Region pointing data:
★ ★ ★ ★ ★
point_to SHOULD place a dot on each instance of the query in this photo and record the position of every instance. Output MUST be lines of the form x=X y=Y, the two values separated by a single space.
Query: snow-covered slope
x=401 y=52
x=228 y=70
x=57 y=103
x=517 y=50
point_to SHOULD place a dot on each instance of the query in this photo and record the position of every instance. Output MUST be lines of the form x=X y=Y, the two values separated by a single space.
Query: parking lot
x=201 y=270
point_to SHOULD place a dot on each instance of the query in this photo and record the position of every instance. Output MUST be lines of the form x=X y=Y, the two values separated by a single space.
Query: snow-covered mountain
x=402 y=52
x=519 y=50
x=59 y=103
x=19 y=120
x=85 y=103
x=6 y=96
★ ★ ★ ★ ★
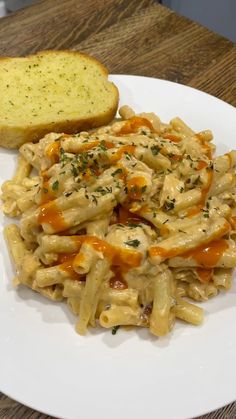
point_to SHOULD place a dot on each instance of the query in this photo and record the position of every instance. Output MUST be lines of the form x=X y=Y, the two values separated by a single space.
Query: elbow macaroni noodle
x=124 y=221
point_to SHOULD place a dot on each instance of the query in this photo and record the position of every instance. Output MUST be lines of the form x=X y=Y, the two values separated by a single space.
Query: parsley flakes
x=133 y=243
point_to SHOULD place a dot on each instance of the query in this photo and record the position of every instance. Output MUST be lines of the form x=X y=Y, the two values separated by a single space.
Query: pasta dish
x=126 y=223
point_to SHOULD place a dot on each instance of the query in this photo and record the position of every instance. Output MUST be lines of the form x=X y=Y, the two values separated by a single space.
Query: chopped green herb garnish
★ ★ ★ ★ ★
◆ Task to complete: Restate word for word the entries above, starting at the line with "Query: pasta dish" and ending at the line with "Query: chopped green herb garnish", inclusive, and no others.

◆ Task solution:
Query: pasta dish
x=126 y=223
point_to SHOULD place a dot on each instance of the query in this photo and record the position of every instance. Output MUST be lines of the form x=X y=Y, the two values separated by a single space.
Query: chopped green herb garnish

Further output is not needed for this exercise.